Page excerpt:
-- Opening Marker --

Probabilistic Models of
Human and Machine Intelligence

CSCI 7222 
Assignment 6

Assigned 10/22/2013
Due 11/5/2013

Goal

The goal of this assignment is to explore the topic model -- to see how it can be implemented, applied to data, and how its hyperparameters affect the outcome of the computation.

PART I

Download and install a topic model simulator.  A few that I've been able to find are listed below, and I'm sure there are more out there.  For extra credit, write your own.  The amount of code needed is pretty minimal to do Gibbs sampling, and all the equations are specified in my class notes or in the text. Some of the packages will have default values for parameters (α, β) and sampling procedure (# burn in iterations, # data collection iterations).  Make sure you pick a package that gives you enough flexibility for the rest of the assignment; that is, you will need to estimate P(T|D) and P(W|T) from the topic assignments.
UCI Topic modeling toolbox 
Mallet (machine learning for language, Java based implementation of topic modeling)
Mahout (Java API that does topic modeling)
C implementation of topic models
windows executable of C implementation  (runs from the command line)
Stanford Topic Modeling Toolkit Python implementation and documentation
R (statistics language) implementation and documentation

PART II

Write code for and run a generative topic model that produces synthetic data.  For this small scale example, generate 200 documents each with 50 word tokens from a dictionary of 20 word types and 3 topics.  Use α=.1, β=.01.  Show a sample document.  Show a sample topic distribution---the a probability table over the 20 word types representing P(Word|Topic) for some topic. To use consistent notation across the class, label your words A-T (the first 20 letters of the alphabet), so that a document will be a string of 50 letters drawn from {A, ..., T}.

Hint:  Barber's BRML Toolkit  includes a function for drawing from a Dirichlet: dirrnd. There's other code on the web as well.

PART III

Run your topic model with T=3, α=.1, β=.01 on your synthetic data set.  Compare the true topics (in your generative model) to the recovered topics.  The 'recovered topics' are the estimate of P(Word | Topic) that comes from sampling.  The 'true topics' are the P(Word | Topic) distributions like the one you showed in part II.

PART IV

The bias α=.1 encourages sparse topic distributions and the bias β=.01 encourages sparse distributions over words. Change one of these biases and find out how robust the results are to having chosen parameters that match the underlying generative process.  You may wish to quanitfy how changing these parameters affects the results in terms of an entropy measure.  For example, if you modify α, then you might want to compare the mean entropy of topic distributions:
entropy1
This is a measure of how focused the distribution of topics is on average across documents. As you increase α, this entropy should increase.  If you modify β, you can evaluate the consequence via the mean entropy of the word distribution:
entropy2

PART V

Run the topic model, with parameters you select, on larger, interesting data set. Data sets are abundant on the web.  I only ask that it be an English language data set so that other members of the class can see and understand your results. The UCI Matlab Topic Modeling Toolbox includes a variety of data sets.  There's also a corpus of 2246 articles from the Associated Press available from Blei at Princeton. Jim Martin has a corpus of 54k abstracts from medical journals in his information retrieval class (no fair using this if you've taken the IR class already; play with a different data set). Or be creative: use your own email corpus.  Or phone text message corpus.  Just be sure that whatever data set you choose is large enough that you have something interesting to experiment with.

-- Closing Marker --

Provided material:
-- Opening Marker --

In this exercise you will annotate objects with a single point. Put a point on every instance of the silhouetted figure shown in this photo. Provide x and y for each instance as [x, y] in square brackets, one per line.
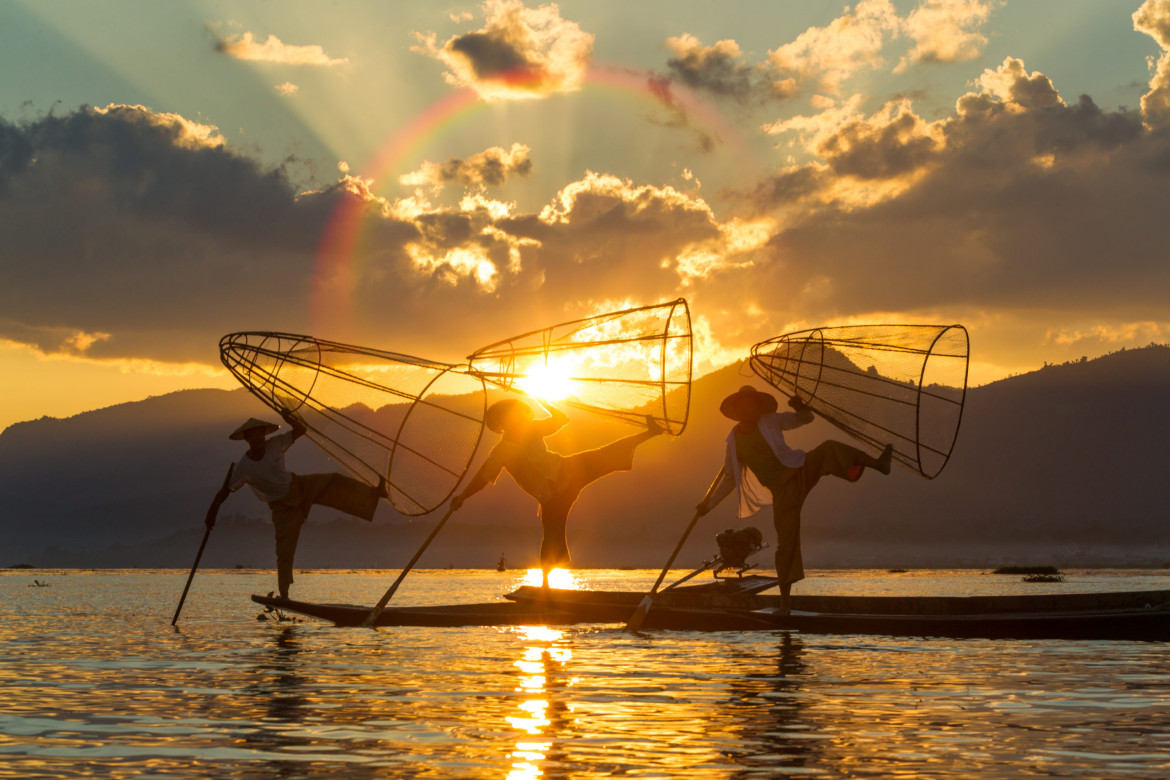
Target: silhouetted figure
[290, 496]
[553, 480]
[765, 470]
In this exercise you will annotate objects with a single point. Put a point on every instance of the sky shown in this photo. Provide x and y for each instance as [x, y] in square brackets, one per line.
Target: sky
[431, 178]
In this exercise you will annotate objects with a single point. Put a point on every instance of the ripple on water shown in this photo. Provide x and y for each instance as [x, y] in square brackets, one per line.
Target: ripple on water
[95, 683]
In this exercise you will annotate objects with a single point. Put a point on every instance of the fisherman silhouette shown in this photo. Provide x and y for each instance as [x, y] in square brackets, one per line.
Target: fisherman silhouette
[553, 480]
[290, 496]
[765, 470]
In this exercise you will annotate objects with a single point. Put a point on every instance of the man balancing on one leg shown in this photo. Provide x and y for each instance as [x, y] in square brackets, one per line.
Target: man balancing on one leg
[758, 458]
[553, 480]
[290, 496]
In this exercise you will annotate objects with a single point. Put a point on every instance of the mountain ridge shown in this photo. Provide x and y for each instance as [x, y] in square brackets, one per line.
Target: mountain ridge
[1065, 462]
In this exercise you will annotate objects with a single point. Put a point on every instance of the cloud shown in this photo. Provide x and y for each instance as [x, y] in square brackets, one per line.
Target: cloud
[1033, 218]
[1018, 204]
[830, 55]
[716, 68]
[945, 30]
[1153, 18]
[825, 57]
[493, 166]
[246, 47]
[520, 53]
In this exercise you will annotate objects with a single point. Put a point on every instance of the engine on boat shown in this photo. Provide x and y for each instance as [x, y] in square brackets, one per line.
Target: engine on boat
[735, 546]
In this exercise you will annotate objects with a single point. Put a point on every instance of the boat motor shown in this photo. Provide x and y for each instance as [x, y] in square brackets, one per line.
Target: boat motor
[735, 546]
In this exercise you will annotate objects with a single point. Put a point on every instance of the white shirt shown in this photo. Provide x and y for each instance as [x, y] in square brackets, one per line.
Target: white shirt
[530, 464]
[268, 477]
[752, 495]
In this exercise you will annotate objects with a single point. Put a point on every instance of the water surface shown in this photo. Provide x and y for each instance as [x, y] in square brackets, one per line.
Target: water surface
[94, 682]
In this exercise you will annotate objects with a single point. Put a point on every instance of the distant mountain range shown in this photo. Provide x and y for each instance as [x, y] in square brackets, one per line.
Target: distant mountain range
[1062, 466]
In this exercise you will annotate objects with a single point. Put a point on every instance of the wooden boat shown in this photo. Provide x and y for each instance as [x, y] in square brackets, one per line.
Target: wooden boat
[736, 605]
[700, 607]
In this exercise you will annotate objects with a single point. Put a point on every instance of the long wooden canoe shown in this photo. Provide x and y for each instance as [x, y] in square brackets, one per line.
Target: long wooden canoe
[700, 607]
[1128, 615]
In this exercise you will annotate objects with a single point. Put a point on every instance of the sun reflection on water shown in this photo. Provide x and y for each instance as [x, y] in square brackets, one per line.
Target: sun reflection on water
[558, 578]
[539, 664]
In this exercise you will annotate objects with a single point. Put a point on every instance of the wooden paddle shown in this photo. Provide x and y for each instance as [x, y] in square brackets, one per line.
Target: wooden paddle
[372, 618]
[639, 616]
[210, 522]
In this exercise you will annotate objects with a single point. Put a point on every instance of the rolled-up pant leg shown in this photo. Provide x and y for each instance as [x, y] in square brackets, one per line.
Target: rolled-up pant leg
[287, 522]
[338, 491]
[828, 458]
[335, 490]
[787, 499]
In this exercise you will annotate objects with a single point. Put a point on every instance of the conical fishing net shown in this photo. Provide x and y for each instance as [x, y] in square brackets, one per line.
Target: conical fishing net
[901, 385]
[625, 364]
[414, 421]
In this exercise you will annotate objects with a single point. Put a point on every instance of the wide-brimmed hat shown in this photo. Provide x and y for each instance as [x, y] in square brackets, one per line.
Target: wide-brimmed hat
[748, 402]
[494, 418]
[269, 427]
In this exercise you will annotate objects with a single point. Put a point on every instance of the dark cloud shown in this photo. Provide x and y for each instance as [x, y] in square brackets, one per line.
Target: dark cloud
[1018, 202]
[520, 53]
[717, 68]
[131, 234]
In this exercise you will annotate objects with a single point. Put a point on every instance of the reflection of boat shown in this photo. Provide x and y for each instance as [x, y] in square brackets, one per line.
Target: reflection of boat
[736, 605]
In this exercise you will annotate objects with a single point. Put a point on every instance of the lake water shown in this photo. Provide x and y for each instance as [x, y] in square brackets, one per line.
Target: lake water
[95, 683]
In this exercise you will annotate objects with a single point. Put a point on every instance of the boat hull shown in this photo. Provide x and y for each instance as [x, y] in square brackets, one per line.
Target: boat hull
[1134, 615]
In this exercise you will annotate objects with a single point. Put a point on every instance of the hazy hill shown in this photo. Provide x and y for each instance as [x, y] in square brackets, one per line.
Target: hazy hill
[1062, 466]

-- Closing Marker --

Required action:
Answer these from the assignment text:
(a) In Part II, how many documents are to be generated, and how many word tokens does each contain?
(b) According to Part IV, what kind of distribution does the bias α=.1 encourage?
(c) How many articles from the Associated Press are in the corpus that Part V says is available from Blei at Princeton?

Solution to the exercise:
(a) 200 documents, each with 50 word tokens.
(b) Sparse topic distributions.
(c) 2246 articles.